> _SOURCE PASSAGE_
+++
Background: Intestinal failure (IF) is the dependence upon parenteral nutrition to maintain minimal energy requirements for growth and development. It may occur secondary to a loss of bowel length, disorders of motility, or both. Short bowel syndrome (SBS) is a malabsorptive state resulting from surgical resection, congenital defect, or diseases associated with loss of absorptive surface area. A particularly vexing problem is associated with whole bowel and/or segmental intestinal dysmotility. Motility disorders within the context of SBS and IF may relate to rapid intestinal transit secondary to loss of intestinal length, dysmotility associated with loss or poor antegrade peristalsis, or gastroparesis. Therapy may be classified into medical (prokinetic and antidiarrheal agents) and surgical to deal with the overdistended poorly motile bowel.
Methods: We performed a systematic review of the literature pertaining to IF, SBS, and dysmotility in the pediatric population with gastroschisis, necrotizing enterocolitis, and intestinal atresia. In addition to the available treatment options, we have provided a review of the literature and a summary of the available evidence.
Conclusion: Despite relatively poor level of evidence regarding the application of promotility and antidiarrheal medications in patients with SBS and IF, these agents continue to be used. Herein, we provide a review of the physiology and pathophysiology of intestinal motility/dysmotility and available strategies for the use of promotility and antidiarrheal agents in patients with IF/SBS.
+++
> _WORK INSTRUCTIONS_
Decide whether each statement agrees with the abstract on intestinal failure above. For each, answer yes or no and quote the words that decide it. 1. The systematic review covered adult patients. 2. Short bowel syndrome can result from a congenital defect. 3. Promotility and antidiarrheal medications are still used despite weak evidence for them.
+++
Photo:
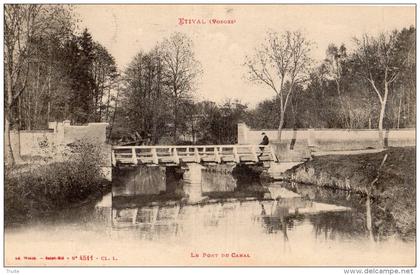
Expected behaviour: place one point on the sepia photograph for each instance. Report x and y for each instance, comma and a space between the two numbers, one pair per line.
210, 135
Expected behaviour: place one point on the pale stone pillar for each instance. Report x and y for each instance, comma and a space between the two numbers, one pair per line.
192, 182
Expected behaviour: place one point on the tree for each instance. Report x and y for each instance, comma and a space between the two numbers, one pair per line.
105, 76
180, 70
283, 58
145, 95
377, 62
336, 70
25, 26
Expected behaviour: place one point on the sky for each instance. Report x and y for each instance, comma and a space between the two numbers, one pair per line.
221, 48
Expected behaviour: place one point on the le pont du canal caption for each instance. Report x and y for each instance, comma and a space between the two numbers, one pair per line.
198, 21
219, 255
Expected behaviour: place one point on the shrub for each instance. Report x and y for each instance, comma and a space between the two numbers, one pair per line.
53, 186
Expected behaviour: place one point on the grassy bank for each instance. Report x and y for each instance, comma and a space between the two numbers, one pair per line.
42, 189
394, 192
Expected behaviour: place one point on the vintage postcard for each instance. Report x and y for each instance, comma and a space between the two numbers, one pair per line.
210, 135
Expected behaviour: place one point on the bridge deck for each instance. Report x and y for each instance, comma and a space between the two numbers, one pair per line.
173, 155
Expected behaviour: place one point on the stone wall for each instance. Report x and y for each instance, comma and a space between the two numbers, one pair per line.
45, 143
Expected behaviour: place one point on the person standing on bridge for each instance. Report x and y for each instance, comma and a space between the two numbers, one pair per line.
265, 141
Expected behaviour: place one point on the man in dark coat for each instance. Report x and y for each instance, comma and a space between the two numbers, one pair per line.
265, 141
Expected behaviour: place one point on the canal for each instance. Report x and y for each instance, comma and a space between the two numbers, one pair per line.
247, 224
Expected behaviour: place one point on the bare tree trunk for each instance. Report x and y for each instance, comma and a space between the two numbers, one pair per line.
399, 113
380, 125
9, 157
280, 125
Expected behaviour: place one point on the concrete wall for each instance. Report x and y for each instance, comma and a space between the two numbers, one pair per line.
45, 143
297, 144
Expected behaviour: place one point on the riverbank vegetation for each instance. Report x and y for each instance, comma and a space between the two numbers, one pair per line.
32, 191
394, 191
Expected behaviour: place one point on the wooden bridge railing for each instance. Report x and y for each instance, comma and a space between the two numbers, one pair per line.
173, 155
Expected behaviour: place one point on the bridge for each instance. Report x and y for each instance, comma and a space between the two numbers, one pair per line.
166, 155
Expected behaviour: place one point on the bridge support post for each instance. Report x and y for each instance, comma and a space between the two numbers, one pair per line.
193, 182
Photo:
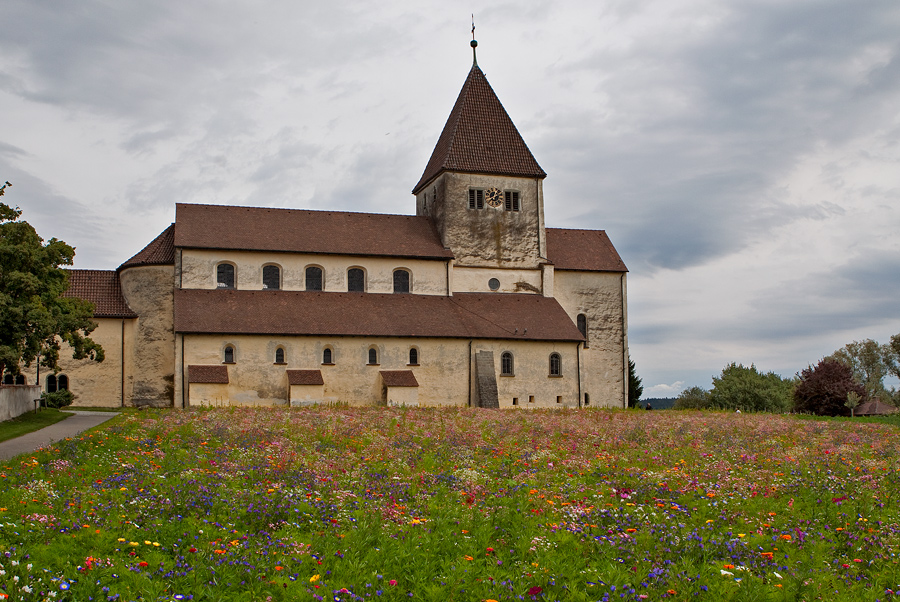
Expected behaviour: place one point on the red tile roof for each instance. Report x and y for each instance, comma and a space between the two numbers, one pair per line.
160, 251
102, 288
305, 377
399, 378
588, 250
303, 231
464, 315
216, 375
479, 137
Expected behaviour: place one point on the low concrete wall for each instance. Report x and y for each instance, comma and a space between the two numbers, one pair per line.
15, 400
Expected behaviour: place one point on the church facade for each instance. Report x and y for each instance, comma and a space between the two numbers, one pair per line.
472, 301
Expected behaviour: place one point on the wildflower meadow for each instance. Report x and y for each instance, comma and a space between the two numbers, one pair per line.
345, 504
+++
> _SOLUTION_
1. No: "in the pediatric population with gastroschisis, necrotizing enterocolitis, and intestinal atresia"
2. Yes: "a malabsorptive state resulting from surgical resection, congenital defect, or diseases associated with loss of absorptive surface area"
3. Yes: "Despite relatively poor level of evidence regarding the application of promotility and antidiarrheal medications in patients with SBS and IF, these agents continue to be used."